Task objective —
Convert the material from its first line through the line containing "69,5,179,96", both ends included, into a JSON list of strings with one string per line. Leave out blank lines.

Dataset entries:
* * * * * * * * *
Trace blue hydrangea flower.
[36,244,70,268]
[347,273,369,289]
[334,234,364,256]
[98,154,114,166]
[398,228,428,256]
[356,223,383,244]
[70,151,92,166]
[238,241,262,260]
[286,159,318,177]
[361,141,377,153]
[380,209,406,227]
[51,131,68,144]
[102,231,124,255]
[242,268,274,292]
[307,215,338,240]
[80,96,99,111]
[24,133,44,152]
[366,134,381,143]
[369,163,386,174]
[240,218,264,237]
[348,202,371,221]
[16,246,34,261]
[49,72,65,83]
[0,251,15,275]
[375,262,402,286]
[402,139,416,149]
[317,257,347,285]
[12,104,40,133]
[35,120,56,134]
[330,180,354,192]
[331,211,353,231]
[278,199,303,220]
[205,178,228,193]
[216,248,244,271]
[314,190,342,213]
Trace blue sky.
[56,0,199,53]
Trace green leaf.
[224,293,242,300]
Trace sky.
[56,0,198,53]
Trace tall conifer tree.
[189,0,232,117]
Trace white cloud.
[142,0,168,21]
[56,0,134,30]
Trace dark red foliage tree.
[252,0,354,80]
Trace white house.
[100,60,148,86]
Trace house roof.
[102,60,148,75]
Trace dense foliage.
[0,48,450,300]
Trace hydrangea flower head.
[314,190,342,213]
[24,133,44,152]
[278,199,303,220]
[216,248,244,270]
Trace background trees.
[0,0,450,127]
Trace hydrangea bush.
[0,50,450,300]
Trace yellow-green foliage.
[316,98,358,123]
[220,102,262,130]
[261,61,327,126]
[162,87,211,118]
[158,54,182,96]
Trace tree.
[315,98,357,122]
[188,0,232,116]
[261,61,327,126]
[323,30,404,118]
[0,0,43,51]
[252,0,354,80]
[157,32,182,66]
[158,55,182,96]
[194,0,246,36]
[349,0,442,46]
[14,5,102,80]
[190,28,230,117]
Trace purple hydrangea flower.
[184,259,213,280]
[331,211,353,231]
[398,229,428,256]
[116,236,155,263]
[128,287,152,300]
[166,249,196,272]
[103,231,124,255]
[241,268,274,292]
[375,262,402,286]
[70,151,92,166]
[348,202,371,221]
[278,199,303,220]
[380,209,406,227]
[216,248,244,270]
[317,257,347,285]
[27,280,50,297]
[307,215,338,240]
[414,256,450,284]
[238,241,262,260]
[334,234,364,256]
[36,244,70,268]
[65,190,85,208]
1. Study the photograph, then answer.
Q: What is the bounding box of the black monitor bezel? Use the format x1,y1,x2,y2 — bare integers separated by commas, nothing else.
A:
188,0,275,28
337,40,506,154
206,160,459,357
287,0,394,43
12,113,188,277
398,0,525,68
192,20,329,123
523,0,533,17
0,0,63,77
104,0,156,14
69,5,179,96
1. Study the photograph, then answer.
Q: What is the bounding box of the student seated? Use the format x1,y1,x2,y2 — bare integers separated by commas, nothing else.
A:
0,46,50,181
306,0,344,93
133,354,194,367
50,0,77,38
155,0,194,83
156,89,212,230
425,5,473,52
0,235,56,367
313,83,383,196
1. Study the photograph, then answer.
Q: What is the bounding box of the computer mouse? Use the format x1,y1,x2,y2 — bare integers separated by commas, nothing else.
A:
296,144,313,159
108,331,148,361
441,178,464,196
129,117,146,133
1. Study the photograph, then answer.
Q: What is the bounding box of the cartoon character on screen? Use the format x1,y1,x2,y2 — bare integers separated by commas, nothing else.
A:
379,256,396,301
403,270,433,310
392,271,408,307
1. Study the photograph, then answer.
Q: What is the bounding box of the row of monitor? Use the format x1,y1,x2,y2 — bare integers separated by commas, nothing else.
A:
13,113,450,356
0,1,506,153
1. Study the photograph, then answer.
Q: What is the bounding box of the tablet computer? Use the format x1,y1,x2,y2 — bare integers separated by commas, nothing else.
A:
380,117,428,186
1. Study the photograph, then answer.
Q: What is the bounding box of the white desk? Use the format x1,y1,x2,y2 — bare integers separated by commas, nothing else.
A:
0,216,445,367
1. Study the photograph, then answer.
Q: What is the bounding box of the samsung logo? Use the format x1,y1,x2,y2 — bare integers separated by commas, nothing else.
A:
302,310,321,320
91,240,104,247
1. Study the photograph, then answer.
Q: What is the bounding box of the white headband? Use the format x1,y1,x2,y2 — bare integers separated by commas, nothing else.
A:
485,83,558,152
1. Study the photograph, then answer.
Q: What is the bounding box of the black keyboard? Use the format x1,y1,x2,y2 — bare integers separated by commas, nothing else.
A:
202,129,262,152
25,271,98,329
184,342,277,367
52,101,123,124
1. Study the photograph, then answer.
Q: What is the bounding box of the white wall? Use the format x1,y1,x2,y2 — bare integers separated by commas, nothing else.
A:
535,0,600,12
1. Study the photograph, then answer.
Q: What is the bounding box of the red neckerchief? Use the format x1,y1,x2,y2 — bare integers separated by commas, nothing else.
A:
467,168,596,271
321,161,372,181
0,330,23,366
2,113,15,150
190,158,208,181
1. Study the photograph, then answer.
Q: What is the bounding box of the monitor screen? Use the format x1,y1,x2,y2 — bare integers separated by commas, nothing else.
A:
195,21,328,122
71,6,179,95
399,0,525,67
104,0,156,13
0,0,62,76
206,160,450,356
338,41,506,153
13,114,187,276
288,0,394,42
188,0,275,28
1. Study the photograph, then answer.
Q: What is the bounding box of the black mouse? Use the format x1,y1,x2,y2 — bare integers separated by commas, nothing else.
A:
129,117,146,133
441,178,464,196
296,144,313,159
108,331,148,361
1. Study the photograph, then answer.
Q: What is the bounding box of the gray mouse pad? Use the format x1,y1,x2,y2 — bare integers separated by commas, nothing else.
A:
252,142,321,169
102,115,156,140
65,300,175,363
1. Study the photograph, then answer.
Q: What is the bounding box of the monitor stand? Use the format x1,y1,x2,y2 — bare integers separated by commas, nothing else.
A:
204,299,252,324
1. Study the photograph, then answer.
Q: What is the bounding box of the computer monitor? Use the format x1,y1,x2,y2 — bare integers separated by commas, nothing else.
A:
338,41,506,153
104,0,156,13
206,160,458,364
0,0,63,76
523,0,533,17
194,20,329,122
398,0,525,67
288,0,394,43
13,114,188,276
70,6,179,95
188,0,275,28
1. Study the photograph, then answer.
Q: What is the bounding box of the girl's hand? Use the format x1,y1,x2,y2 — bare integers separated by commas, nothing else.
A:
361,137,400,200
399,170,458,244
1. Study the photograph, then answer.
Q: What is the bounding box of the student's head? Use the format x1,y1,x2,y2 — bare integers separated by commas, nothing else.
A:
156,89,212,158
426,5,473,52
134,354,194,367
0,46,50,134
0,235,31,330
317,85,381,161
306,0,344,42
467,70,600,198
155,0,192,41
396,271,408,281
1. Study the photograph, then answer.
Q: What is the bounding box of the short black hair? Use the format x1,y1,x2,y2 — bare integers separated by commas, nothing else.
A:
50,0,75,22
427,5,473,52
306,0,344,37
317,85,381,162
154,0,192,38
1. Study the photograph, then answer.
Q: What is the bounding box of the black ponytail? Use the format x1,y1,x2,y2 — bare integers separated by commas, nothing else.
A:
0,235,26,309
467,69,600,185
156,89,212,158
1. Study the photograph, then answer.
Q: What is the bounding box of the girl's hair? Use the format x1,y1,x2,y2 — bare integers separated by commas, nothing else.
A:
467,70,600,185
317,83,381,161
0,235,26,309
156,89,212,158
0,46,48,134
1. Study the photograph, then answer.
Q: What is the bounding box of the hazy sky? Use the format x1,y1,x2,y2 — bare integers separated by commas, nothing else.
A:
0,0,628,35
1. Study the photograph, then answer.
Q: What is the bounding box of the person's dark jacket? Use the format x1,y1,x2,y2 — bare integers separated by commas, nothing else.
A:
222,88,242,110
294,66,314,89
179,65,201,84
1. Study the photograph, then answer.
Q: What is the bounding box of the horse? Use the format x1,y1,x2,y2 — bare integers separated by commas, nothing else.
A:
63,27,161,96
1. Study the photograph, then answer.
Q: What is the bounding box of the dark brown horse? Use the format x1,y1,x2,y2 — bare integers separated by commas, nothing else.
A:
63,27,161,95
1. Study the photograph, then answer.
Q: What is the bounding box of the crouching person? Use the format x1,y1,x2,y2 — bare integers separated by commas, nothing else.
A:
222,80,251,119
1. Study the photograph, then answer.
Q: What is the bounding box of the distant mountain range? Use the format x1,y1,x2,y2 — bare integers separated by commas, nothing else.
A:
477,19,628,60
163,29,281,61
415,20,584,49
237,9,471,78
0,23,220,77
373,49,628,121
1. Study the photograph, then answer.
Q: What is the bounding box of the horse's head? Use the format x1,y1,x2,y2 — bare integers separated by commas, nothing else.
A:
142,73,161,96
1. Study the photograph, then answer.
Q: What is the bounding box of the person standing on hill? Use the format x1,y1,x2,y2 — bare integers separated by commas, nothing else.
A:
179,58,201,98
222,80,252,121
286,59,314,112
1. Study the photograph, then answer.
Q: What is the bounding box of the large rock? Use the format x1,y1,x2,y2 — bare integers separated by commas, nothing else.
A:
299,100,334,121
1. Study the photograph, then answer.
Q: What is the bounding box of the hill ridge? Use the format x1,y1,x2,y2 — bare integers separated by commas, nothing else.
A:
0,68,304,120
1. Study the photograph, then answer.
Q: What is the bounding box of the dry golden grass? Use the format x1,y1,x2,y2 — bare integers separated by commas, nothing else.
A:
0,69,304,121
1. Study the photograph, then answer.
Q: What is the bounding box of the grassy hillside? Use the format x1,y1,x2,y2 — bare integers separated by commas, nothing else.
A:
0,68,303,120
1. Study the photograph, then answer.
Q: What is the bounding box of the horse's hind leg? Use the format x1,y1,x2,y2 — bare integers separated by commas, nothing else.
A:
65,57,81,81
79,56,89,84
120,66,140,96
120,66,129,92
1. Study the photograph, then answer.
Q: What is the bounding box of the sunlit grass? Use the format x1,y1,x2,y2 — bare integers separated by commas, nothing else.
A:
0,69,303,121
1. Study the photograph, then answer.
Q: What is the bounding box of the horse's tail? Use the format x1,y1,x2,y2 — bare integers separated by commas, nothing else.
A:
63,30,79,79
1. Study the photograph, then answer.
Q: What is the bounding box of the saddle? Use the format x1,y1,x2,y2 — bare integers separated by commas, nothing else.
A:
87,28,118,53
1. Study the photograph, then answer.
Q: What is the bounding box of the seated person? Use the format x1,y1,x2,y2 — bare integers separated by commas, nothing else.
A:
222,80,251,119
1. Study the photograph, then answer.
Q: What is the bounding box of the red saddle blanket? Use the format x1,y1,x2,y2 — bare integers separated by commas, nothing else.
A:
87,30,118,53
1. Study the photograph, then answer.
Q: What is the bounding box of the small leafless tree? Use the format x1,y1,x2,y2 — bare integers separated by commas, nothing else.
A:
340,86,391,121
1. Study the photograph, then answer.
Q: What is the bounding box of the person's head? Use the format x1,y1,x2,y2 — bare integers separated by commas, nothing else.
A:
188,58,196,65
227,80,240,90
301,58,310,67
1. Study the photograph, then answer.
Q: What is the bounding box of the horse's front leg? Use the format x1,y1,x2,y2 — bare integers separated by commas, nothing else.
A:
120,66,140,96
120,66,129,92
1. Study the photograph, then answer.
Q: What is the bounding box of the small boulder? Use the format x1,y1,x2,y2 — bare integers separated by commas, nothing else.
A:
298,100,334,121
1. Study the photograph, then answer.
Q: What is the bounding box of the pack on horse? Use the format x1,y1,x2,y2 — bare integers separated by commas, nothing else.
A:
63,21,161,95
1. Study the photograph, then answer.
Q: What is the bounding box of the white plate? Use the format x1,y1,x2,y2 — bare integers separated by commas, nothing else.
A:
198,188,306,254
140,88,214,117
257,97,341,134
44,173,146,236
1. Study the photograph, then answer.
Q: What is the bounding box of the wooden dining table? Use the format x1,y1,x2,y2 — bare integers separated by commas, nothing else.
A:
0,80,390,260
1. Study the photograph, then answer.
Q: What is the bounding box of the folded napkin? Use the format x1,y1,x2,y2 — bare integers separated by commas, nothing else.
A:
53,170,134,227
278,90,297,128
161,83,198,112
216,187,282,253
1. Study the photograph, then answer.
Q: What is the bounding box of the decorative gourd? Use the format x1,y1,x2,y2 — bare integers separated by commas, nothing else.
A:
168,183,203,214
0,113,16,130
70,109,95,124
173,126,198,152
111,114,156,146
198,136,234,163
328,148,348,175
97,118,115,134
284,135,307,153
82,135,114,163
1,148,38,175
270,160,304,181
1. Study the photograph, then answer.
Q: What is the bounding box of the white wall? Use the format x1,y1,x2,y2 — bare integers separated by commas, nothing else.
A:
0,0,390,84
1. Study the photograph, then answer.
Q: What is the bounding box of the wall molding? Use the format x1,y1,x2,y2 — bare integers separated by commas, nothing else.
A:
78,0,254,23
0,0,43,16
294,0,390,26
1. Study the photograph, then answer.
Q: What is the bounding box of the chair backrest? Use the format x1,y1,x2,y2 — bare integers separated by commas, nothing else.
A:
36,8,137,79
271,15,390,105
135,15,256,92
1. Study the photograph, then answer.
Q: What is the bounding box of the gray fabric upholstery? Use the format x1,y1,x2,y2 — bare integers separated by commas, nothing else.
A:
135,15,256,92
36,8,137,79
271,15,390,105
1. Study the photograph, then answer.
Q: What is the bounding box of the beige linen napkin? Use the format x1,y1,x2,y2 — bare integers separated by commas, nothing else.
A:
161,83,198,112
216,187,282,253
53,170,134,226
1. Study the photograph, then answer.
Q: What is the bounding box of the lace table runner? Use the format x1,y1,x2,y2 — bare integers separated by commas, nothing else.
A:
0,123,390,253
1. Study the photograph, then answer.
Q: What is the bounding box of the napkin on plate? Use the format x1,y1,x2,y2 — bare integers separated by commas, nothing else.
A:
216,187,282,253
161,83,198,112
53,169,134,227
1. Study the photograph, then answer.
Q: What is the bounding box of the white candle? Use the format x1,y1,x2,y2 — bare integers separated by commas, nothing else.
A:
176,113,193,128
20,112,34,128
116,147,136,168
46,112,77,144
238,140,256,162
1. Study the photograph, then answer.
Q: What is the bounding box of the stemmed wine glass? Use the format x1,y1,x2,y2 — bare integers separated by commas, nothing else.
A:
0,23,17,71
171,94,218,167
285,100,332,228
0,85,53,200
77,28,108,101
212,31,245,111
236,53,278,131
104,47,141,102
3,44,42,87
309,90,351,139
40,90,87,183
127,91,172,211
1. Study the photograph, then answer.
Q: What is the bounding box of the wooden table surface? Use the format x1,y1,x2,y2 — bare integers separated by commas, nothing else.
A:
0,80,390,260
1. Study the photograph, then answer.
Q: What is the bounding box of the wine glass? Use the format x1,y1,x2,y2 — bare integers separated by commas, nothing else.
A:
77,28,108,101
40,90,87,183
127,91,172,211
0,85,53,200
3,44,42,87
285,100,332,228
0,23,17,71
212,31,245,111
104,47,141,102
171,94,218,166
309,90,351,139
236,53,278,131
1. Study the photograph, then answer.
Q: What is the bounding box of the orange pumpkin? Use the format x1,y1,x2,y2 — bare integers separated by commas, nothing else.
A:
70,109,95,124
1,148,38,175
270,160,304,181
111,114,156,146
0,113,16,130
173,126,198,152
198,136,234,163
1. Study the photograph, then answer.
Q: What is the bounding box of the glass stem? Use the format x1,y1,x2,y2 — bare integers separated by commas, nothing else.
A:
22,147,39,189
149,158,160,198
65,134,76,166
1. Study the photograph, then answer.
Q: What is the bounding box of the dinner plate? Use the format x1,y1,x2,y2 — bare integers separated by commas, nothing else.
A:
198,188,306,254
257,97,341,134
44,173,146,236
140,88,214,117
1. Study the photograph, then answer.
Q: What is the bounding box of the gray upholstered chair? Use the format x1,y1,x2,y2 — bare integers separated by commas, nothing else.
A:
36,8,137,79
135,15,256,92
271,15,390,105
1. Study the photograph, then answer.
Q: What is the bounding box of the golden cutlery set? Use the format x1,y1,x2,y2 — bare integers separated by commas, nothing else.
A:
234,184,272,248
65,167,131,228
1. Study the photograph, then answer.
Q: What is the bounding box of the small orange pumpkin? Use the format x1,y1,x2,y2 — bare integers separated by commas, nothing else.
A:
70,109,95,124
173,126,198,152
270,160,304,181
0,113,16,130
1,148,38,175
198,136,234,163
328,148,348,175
* * * * * * * * *
The result —
[
  "Trace blue hydrangea flower.",
  "[36,244,70,268]",
  "[347,273,369,289]",
  "[334,234,364,256]",
  "[98,154,114,166]",
  "[398,228,428,256]",
  "[356,223,383,244]",
  "[70,151,92,166]",
  "[238,241,262,260]",
  "[286,159,318,177]",
  "[361,141,377,153]",
  "[380,209,406,227]",
  "[51,131,68,144]",
  "[102,231,124,255]",
  "[242,268,274,292]",
  "[307,215,338,240]",
  "[80,96,99,111]",
  "[24,133,44,152]",
  "[366,134,381,143]",
  "[369,163,386,174]",
  "[240,218,264,237]",
  "[348,202,371,221]",
  "[16,246,34,261]",
  "[49,72,65,83]",
  "[0,251,15,275]",
  "[375,262,402,286]",
  "[402,139,416,149]",
  "[317,257,347,285]",
  "[12,104,40,133]",
  "[35,120,56,134]",
  "[330,180,354,192]",
  "[331,211,353,231]",
  "[278,199,303,220]",
  "[205,178,228,193]",
  "[216,248,244,271]",
  "[314,190,342,213]",
  "Trace blue sky.",
  "[56,0,199,53]",
  "Trace green leaf.",
  "[224,293,242,300]",
  "Trace sky.",
  "[56,0,198,53]",
  "Trace tall conifer tree.",
  "[189,0,232,117]",
  "Trace white cloud.",
  "[142,0,168,21]",
  "[56,0,134,30]",
  "Trace dark red foliage tree.",
  "[252,0,354,80]",
  "Trace white house.",
  "[100,60,148,86]",
  "Trace house roof.",
  "[102,60,148,75]",
  "Trace dense foliage.",
  "[0,48,450,300]",
  "Trace hydrangea flower head.",
  "[314,190,342,213]",
  "[24,133,44,152]",
  "[278,199,303,220]",
  "[216,248,244,270]",
  "Trace background trees.",
  "[0,0,450,127]",
  "Trace hydrangea bush.",
  "[0,50,450,300]",
  "Trace yellow-green foliage.",
  "[316,98,358,123]",
  "[220,102,262,130]",
  "[261,61,327,126]",
  "[162,87,211,118]",
  "[158,54,182,96]",
  "Trace tree.",
  "[315,98,357,122]",
  "[188,0,232,116]",
  "[261,61,327,126]",
  "[323,30,404,118]",
  "[0,0,43,51]",
  "[252,0,354,80]",
  "[157,32,182,66]",
  "[158,55,182,96]",
  "[194,0,246,36]",
  "[349,0,442,46]",
  "[14,5,102,80]",
  "[190,28,230,117]",
  "Trace purple hydrangea flower.",
  "[184,259,213,280]",
  "[331,211,353,231]",
  "[398,229,428,256]",
  "[116,236,155,263]",
  "[128,287,152,300]",
  "[166,249,196,272]",
  "[103,231,124,255]",
  "[241,268,274,292]",
  "[375,262,402,286]",
  "[70,151,92,166]",
  "[348,202,371,221]",
  "[278,199,303,220]",
  "[380,209,406,227]",
  "[216,248,244,270]",
  "[317,257,347,285]",
  "[27,280,50,297]",
  "[307,215,338,240]",
  "[414,256,450,284]",
  "[238,241,262,260]",
  "[334,234,364,256]",
  "[36,244,70,268]",
  "[65,190,85,208]",
  "1. Study the photograph, then answer.",
  "Q: What is the bounding box of the black monitor bezel? Use the format x1,y1,x2,y2 — bare integers separated by commas, nothing else.",
  "A:",
  "188,0,275,28",
  "337,40,506,154",
  "206,160,459,357",
  "287,0,394,43",
  "12,113,188,277",
  "398,0,525,68",
  "192,20,329,123",
  "523,0,533,17",
  "0,0,63,77",
  "104,0,156,14",
  "69,5,179,96"
]